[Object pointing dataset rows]
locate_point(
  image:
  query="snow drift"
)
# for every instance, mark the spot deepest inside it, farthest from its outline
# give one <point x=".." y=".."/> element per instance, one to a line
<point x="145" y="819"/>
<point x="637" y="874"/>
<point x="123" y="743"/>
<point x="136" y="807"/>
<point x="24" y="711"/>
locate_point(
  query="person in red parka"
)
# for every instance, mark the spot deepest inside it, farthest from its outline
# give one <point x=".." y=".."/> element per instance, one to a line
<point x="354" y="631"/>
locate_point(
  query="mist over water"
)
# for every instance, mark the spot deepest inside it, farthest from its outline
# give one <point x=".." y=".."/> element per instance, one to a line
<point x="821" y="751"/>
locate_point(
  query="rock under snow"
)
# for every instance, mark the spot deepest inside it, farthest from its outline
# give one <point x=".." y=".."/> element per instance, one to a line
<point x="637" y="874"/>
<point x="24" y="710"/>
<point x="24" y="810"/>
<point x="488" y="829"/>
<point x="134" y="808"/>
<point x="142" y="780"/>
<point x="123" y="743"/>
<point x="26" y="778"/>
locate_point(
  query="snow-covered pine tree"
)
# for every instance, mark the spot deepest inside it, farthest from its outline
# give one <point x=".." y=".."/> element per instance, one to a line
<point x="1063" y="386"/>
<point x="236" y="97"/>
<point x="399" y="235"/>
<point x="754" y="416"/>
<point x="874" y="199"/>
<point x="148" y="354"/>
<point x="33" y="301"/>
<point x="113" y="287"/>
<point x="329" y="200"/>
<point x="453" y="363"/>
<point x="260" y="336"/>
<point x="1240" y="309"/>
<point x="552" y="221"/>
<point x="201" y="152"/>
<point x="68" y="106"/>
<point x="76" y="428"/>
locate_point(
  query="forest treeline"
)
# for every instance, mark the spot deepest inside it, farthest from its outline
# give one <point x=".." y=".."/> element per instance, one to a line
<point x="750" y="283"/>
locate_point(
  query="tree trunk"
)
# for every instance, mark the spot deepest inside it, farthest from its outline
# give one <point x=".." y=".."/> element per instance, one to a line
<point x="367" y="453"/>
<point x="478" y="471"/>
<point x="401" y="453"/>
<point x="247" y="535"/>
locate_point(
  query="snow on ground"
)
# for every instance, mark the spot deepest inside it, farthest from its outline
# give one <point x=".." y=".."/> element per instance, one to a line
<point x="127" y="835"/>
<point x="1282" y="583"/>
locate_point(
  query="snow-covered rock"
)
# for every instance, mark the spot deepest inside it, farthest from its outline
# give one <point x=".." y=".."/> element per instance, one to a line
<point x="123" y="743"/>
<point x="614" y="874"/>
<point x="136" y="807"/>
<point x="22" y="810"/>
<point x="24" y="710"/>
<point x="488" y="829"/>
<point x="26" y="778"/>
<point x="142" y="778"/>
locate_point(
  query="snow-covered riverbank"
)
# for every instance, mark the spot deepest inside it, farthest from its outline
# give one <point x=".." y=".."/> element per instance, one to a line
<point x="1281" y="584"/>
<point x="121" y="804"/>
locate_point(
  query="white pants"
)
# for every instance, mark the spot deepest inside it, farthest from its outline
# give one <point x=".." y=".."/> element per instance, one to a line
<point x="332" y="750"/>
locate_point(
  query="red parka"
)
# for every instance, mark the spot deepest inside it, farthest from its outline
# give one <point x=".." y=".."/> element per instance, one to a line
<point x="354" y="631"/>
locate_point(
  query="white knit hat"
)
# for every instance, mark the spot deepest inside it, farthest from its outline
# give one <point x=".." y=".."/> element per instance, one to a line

▶ [Exercise brief]: Your task is to print all of the records exactly.

▶ [Written answer]:
locate_point(
  image:
  query="snow drift"
)
# for every instance, mark the spot deepest inside it, farthest from its outline
# give one <point x=".." y=".."/> element per instance, one to a line
<point x="145" y="819"/>
<point x="637" y="874"/>
<point x="123" y="743"/>
<point x="136" y="807"/>
<point x="24" y="711"/>
locate_point(
  query="person in red parka"
)
# for every instance, mark the spot deepest inside it, farthest from its outline
# give one <point x=".." y=".."/> element per instance, one to a line
<point x="354" y="631"/>
locate_point(
  query="mist over water"
)
# for every instance, mark the spot deepest inside it, farthest from its outline
# give one <point x=".." y=".."/> element per instance, one to a line
<point x="821" y="751"/>
locate_point(
  query="rock under snow"
)
# for every instance, mark the spot deepest inside it, farthest from its outline
# give one <point x=".." y=".."/> element per instance, one to a line
<point x="637" y="874"/>
<point x="24" y="710"/>
<point x="24" y="810"/>
<point x="488" y="829"/>
<point x="134" y="808"/>
<point x="142" y="780"/>
<point x="123" y="743"/>
<point x="26" y="778"/>
locate_point(
  query="snow-covered pine tree"
)
# for every instance, mark the spot deepest inside it, farthest from its outline
# give one <point x=".." y=".."/> element per instance, one to a line
<point x="1063" y="386"/>
<point x="236" y="97"/>
<point x="399" y="235"/>
<point x="754" y="416"/>
<point x="874" y="199"/>
<point x="148" y="354"/>
<point x="33" y="301"/>
<point x="113" y="287"/>
<point x="329" y="200"/>
<point x="453" y="363"/>
<point x="260" y="336"/>
<point x="1240" y="309"/>
<point x="552" y="221"/>
<point x="201" y="152"/>
<point x="68" y="106"/>
<point x="76" y="428"/>
locate_point(
  query="forest treeline"
)
# for every instance, mark the spot deepest inside it, farthest from its outline
# give one <point x=".." y=".."/> element per instance, one to a line
<point x="750" y="283"/>
locate_point(
  query="tree trunk"
)
# for every instance, mark the spot deepest inside it, farthest from its outline
# give one <point x=".." y=".."/> element per instance, one to a line
<point x="367" y="453"/>
<point x="478" y="471"/>
<point x="401" y="453"/>
<point x="247" y="535"/>
locate_point(
  query="snow on ground"
)
# for every instance, mark the spot deepest inside it, farthest from its outline
# give one <point x=".." y=".."/> element per instance, one to a line
<point x="127" y="835"/>
<point x="1282" y="583"/>
locate_point(
  query="snow-covered rock"
)
# for every instance, mark the spot deepest inside it, farthest from its outline
# give one <point x=".." y=".."/> element per instance, one to a line
<point x="123" y="743"/>
<point x="614" y="874"/>
<point x="136" y="807"/>
<point x="22" y="810"/>
<point x="24" y="710"/>
<point x="488" y="829"/>
<point x="26" y="778"/>
<point x="142" y="778"/>
locate_point(
  query="snow-covered riverbank"
)
# for every instance, mark the spot deepest inside it, farthest from its outline
# give one <point x=".." y=".."/> element per instance, one to a line
<point x="1281" y="584"/>
<point x="121" y="804"/>
locate_point(
  query="white pants"
)
# for every instance, mark the spot deepest inside it, farthest from its outline
# give one <point x=".." y=".."/> element per instance, one to a line
<point x="332" y="750"/>
locate_point(
  query="red parka"
)
# for every instance, mark the spot deepest inside it, farthest from its outline
# give one <point x=".." y=".."/> element per instance, one to a line
<point x="354" y="631"/>
locate_point(
  query="white knit hat"
)
# for every instance, mark the spot deepest inside it, farthest from its outline
# give one <point x=".." y=".."/> element per instance, one to a line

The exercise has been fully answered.